===== Text excerpt =====

# Macbook or Dell Inspiron?



## shesells (15 May 2008)

Looks like my PB laptop (only 3 years old) is dead. Have it at a computer rescue place in the hope that my files (pics and itunes not backed up - silly girl!) are not all lost.

It's looking like I'll have to replace the laptop. Don't want to spend over 1k and would prefer to spend less. Am looking at a Dell Inspiron and the basic MacBook. My SIL swears by her MacBook for battery life and longevity.

Basically I use my laptop for itunes, pics and internet. Thesis finally finished so at the moment not a whole load of other stuff I would want. Desktop not viable in current home due to space issues.

Any opinions


----------



## ClubMan (15 May 2008)

You will pay a significant premium for a _MacBook _over a similarly spec'd non _Apple _(presumably _Windows_) laptop.  Whether you "need" or prefer the _Apple _experience is really up to you. If I was looking for most bang per buck I would probably dismiss _Apple_. I would love to have one but could not justify paying the premium.

===== Dataset rows =====

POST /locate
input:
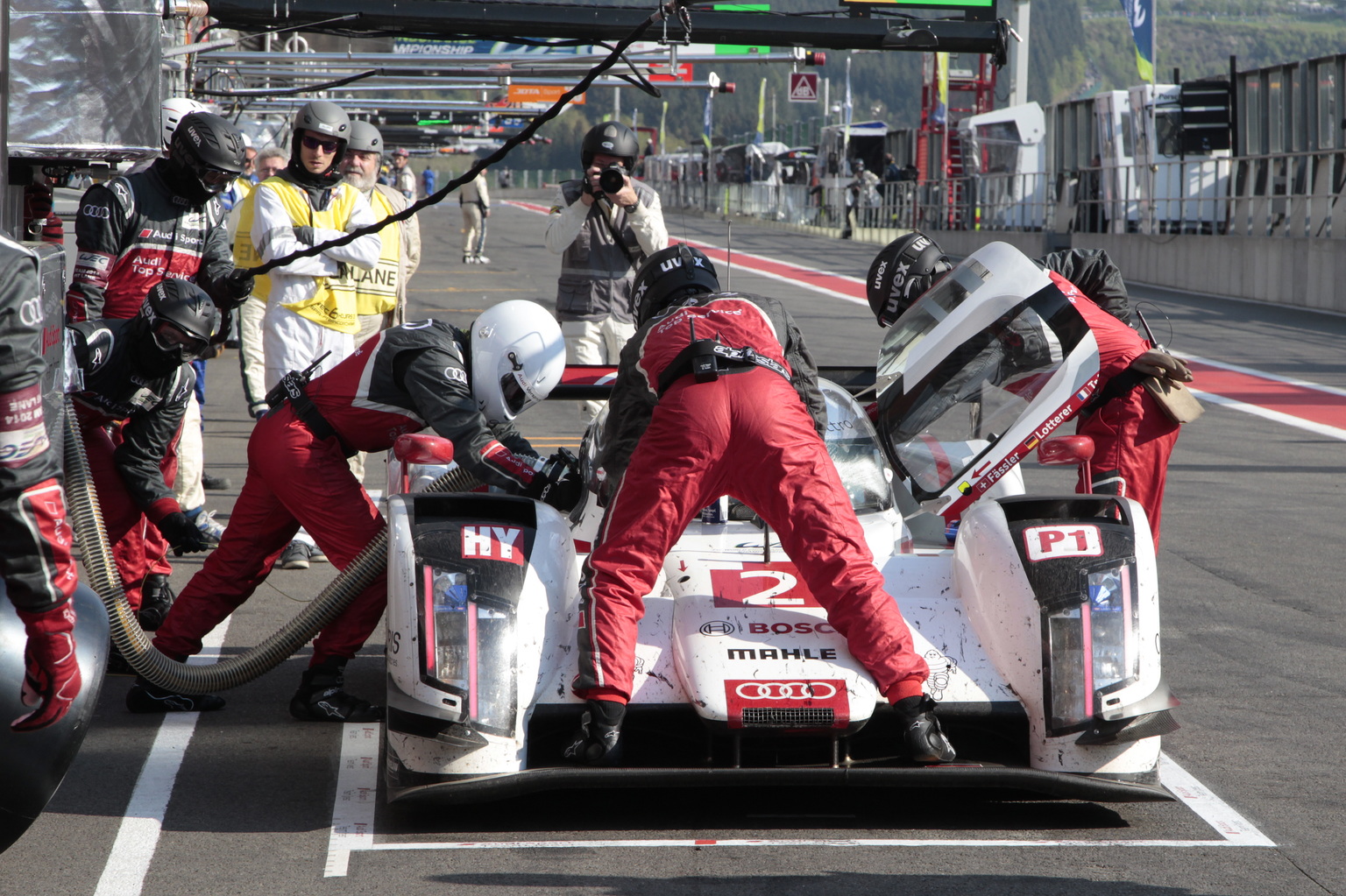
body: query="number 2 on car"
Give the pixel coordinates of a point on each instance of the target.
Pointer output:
(1054, 542)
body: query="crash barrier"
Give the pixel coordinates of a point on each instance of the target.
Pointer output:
(1300, 194)
(131, 639)
(675, 8)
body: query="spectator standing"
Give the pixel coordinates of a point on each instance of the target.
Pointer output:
(602, 241)
(404, 180)
(475, 201)
(381, 293)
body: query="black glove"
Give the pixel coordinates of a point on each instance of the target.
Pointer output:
(183, 536)
(238, 284)
(557, 483)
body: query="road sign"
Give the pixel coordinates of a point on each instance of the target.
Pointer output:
(804, 87)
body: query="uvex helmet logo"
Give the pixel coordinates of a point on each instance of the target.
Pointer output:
(878, 275)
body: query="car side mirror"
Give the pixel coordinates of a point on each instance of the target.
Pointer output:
(423, 448)
(1062, 451)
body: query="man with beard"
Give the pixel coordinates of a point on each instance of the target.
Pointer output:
(379, 293)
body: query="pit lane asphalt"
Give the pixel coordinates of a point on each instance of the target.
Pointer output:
(1253, 637)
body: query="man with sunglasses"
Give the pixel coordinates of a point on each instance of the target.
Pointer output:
(138, 381)
(310, 303)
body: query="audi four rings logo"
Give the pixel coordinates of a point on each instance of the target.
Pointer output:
(785, 690)
(30, 313)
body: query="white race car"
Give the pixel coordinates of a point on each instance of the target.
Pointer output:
(1038, 614)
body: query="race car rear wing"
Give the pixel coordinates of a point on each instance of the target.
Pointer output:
(594, 383)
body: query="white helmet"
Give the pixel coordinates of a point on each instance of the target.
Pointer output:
(173, 110)
(519, 356)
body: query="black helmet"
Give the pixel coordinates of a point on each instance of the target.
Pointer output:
(326, 118)
(669, 275)
(175, 324)
(205, 156)
(612, 138)
(901, 272)
(365, 138)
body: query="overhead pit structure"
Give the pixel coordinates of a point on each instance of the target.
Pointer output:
(849, 25)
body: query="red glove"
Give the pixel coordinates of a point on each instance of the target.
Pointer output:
(53, 673)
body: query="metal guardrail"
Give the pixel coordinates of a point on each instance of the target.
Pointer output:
(1268, 195)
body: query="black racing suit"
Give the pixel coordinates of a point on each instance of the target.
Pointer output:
(128, 423)
(34, 533)
(133, 231)
(1096, 275)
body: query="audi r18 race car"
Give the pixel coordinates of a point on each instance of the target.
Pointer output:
(1038, 614)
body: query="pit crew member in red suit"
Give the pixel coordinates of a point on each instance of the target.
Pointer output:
(1132, 434)
(676, 441)
(464, 385)
(136, 385)
(39, 576)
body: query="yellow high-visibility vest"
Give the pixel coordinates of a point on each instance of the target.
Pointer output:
(333, 301)
(376, 290)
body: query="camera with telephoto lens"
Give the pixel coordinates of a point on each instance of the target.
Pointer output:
(612, 180)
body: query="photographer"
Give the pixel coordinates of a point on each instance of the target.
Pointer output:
(603, 228)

=====

→ **Directives**:
• 1. Retype everything in the laptop-buying thread from "# Macbook or" down to "not all lost.".
• 2. Extend the forum thread on choosing between a MacBook and a Dell Inspiron, picking up from its last sentence.

→ **Final answers**:
• 1.
# Macbook or Dell Inspiron?



## shesells (15 May 2008)

Looks like my PB laptop (only 3 years old) is dead. Have it at a computer rescue place in the hope that my files (pics and itunes not backed up - silly girl!) are not all lost.

• 2.
----------



## shesells (15 May 2008)

My main reason for considering a MacBook is battery life. My now dead laptop had a battery life of only about 2 hours at its peak. Given that we travel a lot a 2 hour battery isn't very useful on a 10 hour flight. 

My OH is a student at the mo so I could get the Apple student discount on a MacBook which would help a bit.


----------



## ClubMan (15 May 2008)

You should do a bit of research on battery life of different makes/models of laptop and their different battery options so rather than just plumping for _Apple _on a single recommendation or _Dell_. Something like a UMPC or ultraportable might have fantastic battery life but the trade off may be elsewhere (e.g. speed, SSD capacity, screen size etc.). Horses for courses and every need/want generally involves tradeoffs.


----------



## z103 (15 May 2008)

> Basically I use my laptop for itunes, pics and internet.



I just got an asus eee, for about €330. It comes with open office etc, so you can also use it to do work.
I love it.


----------



## CrazyWater (15 May 2008)

Another thing to consider especially if you carry it around a lot is the size and *weight *of each of them.


----------



## ClubMan (15 May 2008)

shesells said:


> Looks like my PB laptop (only 3 years old) is dead. Have it at a computer rescue place in the hope that my files (pics and itunes not backed up - silly girl!) are not all lost.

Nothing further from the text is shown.